[REQUIREMENTS]
Rewrite the listing starting with the line containing "One point marks each instance of the woman's" and going on through its final line, swapping "smartphone" for "mobile phone" and changing nothing else. Omit the pictures from your answer.
--------------------------------
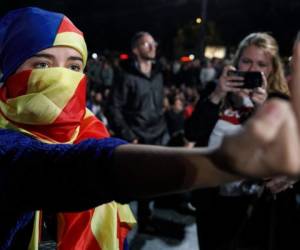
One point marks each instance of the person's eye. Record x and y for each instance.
(41, 65)
(75, 67)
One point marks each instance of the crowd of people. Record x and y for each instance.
(56, 126)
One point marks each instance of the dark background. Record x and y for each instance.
(109, 24)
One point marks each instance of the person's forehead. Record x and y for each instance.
(146, 37)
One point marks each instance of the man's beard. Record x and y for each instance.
(146, 57)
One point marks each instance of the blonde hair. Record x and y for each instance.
(276, 79)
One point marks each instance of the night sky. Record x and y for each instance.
(109, 24)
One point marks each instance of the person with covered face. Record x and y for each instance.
(56, 156)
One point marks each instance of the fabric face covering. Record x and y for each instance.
(47, 103)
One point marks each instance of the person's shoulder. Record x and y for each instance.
(280, 95)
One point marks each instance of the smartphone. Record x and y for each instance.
(252, 79)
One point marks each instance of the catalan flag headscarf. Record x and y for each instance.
(49, 104)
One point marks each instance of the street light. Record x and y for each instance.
(198, 20)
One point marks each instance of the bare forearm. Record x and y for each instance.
(152, 170)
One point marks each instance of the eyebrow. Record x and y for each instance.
(49, 56)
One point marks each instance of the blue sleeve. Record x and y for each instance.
(58, 177)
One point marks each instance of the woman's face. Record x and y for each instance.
(255, 59)
(54, 57)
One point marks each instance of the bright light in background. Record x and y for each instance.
(185, 59)
(94, 56)
(198, 20)
(214, 51)
(192, 57)
(124, 56)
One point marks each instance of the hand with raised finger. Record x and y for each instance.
(259, 95)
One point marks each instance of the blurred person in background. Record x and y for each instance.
(222, 213)
(136, 108)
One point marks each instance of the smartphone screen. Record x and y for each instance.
(252, 79)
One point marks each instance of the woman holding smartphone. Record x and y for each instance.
(223, 109)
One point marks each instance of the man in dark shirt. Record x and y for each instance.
(136, 107)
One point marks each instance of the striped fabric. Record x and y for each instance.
(49, 104)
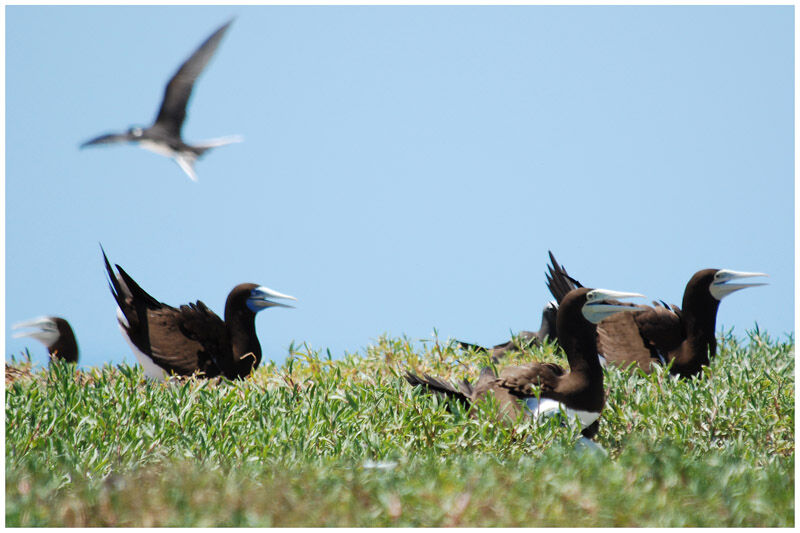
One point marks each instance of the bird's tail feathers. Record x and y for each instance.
(440, 387)
(558, 281)
(220, 141)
--------------------------------
[ANSWER TO THE PROBLEM]
One point marks each instance of the woman's face. Record x and y for each instance.
(255, 59)
(54, 57)
One point marks each instance of the bright light in background. Record x and y for each instance.
(185, 59)
(94, 56)
(198, 20)
(214, 51)
(192, 57)
(124, 56)
One point marks each instance of the hand with raised finger. Record x and y for each instance.
(259, 95)
One point marks each instance of the blurred person in background. Record x and y for each instance.
(222, 213)
(136, 108)
One point marks each instance of the mobile phone screen. Record x and y for each instance.
(252, 79)
One point marks each instance of the woman holding mobile phone. Record x and y for each instance.
(223, 109)
One point marks each instance of the man in dark shirt. Record x and y for each instance.
(136, 107)
One point marks each instance of the striped fabric. Record x and y for each instance.
(49, 104)
One point marks each instance of the bird's tail feathers. Record x and y for each instance.
(440, 387)
(558, 281)
(220, 141)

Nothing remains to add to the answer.